— Begin Page —

What Does Asbestos Look Like?
Most asbestos-containing materials look completely ordinary. A grey garage roof, a swirled ceiling, a dark floor tile — none of them announce what they contain. This guide explains what to look for, which materials are most likely to contain asbestos, and why visual inspection alone is never enough.
You cannot confirm asbestos by looking at it. Visual inspection can only indicate which materials are likely to contain asbestos based on age, location, and appearance. Laboratory analysis of a bulk sample is the only reliable confirmation method. If you suspect a material contains asbestos, do not disturb it before testing.
The Fundamental Problem with Visual Identification
Here is the uncomfortable truth: asbestos fibres are microscopic. A single chrysotile fibre is roughly 0.03 micrometres in diameter — about 3,000 times thinner than a human hair. You will never see them with the naked eye, and neither will any contractor who claims to identify asbestos "just by looking."
What you can see is the material that contains them. And certain materials — based on their age, location, and physical characteristics — are far more likely to contain asbestos than others. That is the basis of visual risk assessment, which is the first step in any professional asbestos survey conducted under HSG264.
The HSE's survey guidance (HSG264, 2nd edition) distinguishes between materials that can be "presumed" to contain asbestos based on visual assessment and those that require laboratory confirmation. In practice, any suspect material in a building constructed before 2000 should be treated as an ACM until proven otherwise.

— End Page —

- [Required actions]
A. Retype the asbestos guide word for word, between "Most asbestos-containing materials" and "it before testing.", inclusive.
B. What does the asbestos guide name as the only reliable way to confirm asbestos?
C. Carry on writing the asbestos guide, starting after its final sentence.

— Begin Data records —

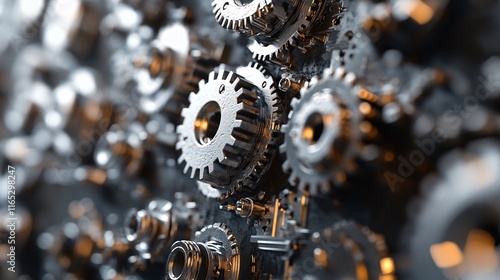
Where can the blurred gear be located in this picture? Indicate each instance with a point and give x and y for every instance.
(236, 120)
(73, 25)
(154, 229)
(171, 69)
(214, 255)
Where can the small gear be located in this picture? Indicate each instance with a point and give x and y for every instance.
(459, 208)
(231, 129)
(323, 134)
(278, 27)
(213, 255)
(255, 17)
(344, 251)
(171, 69)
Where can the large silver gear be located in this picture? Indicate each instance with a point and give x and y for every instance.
(459, 202)
(231, 129)
(322, 137)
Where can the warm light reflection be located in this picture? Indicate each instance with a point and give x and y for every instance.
(480, 253)
(446, 254)
(387, 265)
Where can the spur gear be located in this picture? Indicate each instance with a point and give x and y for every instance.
(457, 232)
(171, 69)
(346, 250)
(213, 255)
(231, 129)
(323, 133)
(278, 27)
(255, 17)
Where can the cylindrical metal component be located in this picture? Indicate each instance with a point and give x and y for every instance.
(193, 261)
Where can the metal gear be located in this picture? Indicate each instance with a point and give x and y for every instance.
(346, 250)
(459, 212)
(171, 69)
(213, 255)
(231, 129)
(258, 16)
(323, 134)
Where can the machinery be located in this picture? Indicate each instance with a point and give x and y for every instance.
(250, 139)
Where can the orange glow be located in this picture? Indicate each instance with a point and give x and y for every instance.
(420, 12)
(480, 254)
(446, 254)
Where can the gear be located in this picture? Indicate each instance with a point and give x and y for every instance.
(323, 133)
(213, 255)
(280, 26)
(231, 118)
(460, 208)
(345, 251)
(171, 69)
(255, 17)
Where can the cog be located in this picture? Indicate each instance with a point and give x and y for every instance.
(255, 17)
(276, 48)
(213, 255)
(171, 69)
(323, 134)
(231, 129)
(459, 208)
(346, 250)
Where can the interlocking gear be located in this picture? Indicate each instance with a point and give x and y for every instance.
(231, 129)
(346, 250)
(278, 27)
(459, 208)
(322, 137)
(214, 254)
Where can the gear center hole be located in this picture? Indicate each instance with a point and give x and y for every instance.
(176, 264)
(207, 123)
(313, 128)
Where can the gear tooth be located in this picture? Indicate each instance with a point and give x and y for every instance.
(339, 73)
(328, 72)
(284, 129)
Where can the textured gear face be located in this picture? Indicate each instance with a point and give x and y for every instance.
(226, 129)
(254, 17)
(322, 134)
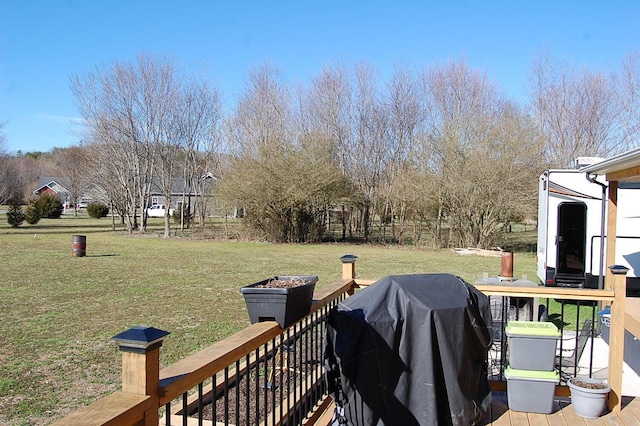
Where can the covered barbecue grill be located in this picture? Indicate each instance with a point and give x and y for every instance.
(410, 350)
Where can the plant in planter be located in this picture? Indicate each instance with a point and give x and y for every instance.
(588, 396)
(284, 299)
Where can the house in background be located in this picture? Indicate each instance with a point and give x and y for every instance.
(53, 186)
(192, 195)
(58, 186)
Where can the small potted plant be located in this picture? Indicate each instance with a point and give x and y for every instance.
(285, 299)
(588, 396)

— End Data records —

- [Final results]
A.
Most asbestos-containing materials look completely ordinary. A grey garage roof, a swirled ceiling, a dark floor tile — none of them announce what they contain. This guide explains what to look for, which materials are most likely to contain asbestos, and why visual inspection alone is never enough.
You cannot confirm asbestos by looking at it. Visual inspection can only indicate which materials are likely to contain asbestos based on age, location, and appearance. Laboratory analysis of a bulk sample is the only reliable confirmation method. If you suspect a material contains asbestos, do not disturb it before testing.

B. Laboratory analysis of a bulk sample.

C.
The Single Most Reliable Indicator: Age
Before examining any specific material, the age of the building tells you more than anything else. The UK banned all forms of asbestos use in construction in November 1999. Any building constructed or substantially refurbished before that date may contain ACMs. The earlier the construction date, the broader the range of asbestos products likely to be present.
Built before 1960
All six asbestos types were in active use. Sprayed coatings, pipe lagging, and AIB are all possible.
Built 1960–1975
Peak asbestos use in UK construction. Artex, floor tiles, AIB, and cement products all common.
Built 1976–1985
Crocidolite and amosite banned in 1985. Chrysotile still in widespread use. Artex and cement sheets common.
Built 1986–1999
Chrysotile still legal until 1999. Artex and cement products possible. AIB and sprayed coatings rare.
Built 2000 or later
All asbestos use banned from 1999. Residual risk only from pre-2000 materials incorporated during refurbishment.

Four of the most common ACMs found in UK homes: corrugated cement sheet, textured Artex coating, vinyl floor tile, and pipe lagging. None can be confirmed as asbestos-containing by appearance alone.
Eight Materials to Know — and What They Look Like
The following table covers the eight most common asbestos-containing materials found in UK residential and commercial properties. Select any row to read the full identification notes for that material.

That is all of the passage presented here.